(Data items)
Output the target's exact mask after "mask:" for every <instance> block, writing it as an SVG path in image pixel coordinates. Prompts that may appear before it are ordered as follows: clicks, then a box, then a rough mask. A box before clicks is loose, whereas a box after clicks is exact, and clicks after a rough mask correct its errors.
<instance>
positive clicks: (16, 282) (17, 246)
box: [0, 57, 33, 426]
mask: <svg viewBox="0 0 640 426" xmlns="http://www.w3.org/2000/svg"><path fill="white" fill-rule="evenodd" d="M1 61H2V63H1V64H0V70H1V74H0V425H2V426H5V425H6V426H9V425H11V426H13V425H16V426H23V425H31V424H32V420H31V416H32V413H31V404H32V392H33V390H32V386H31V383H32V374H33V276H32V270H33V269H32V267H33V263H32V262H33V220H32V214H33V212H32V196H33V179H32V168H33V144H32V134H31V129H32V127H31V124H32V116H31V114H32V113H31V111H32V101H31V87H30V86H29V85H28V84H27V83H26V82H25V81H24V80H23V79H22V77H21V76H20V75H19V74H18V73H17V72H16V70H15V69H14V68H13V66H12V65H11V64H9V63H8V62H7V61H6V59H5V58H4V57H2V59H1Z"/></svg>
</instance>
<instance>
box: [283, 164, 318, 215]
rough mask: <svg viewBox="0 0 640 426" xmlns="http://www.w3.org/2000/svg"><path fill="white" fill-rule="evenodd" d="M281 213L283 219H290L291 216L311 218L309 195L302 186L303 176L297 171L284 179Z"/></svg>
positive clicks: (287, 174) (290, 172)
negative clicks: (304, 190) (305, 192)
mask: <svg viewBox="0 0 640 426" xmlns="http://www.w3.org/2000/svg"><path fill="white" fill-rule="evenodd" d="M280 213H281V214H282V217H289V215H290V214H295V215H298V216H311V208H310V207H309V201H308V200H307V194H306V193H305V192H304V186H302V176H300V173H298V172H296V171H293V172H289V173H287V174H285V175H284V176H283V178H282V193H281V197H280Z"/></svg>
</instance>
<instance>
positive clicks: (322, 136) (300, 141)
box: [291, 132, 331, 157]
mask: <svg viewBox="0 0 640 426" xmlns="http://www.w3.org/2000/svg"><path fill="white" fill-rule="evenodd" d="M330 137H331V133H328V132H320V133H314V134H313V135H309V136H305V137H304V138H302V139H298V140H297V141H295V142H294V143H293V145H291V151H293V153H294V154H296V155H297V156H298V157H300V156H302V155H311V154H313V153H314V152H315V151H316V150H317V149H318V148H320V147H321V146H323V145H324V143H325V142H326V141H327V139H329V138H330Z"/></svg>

--- Assigned task ---
Check each line of the records above for the word "positive", then give the number of lines that have it, with no other words.

--- Written reply ---
3